■ **YOUR GOAL**
Count the lines in the data below that contain the string "Target", treating uppercase and lowercase letters as different. Reply with the number only.

■ **DATA**
◇ ◇ ◇
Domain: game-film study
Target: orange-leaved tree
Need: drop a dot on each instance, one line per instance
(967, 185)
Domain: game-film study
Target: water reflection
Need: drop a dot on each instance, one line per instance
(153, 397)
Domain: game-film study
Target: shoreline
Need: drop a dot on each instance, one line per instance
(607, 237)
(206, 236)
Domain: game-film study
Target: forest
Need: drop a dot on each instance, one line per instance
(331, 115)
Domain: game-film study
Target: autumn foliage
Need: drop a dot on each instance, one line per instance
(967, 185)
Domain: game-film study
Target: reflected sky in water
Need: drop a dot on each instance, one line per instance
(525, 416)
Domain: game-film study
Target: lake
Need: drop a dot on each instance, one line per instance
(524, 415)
◇ ◇ ◇
■ **EXERCISE OUTPUT**
7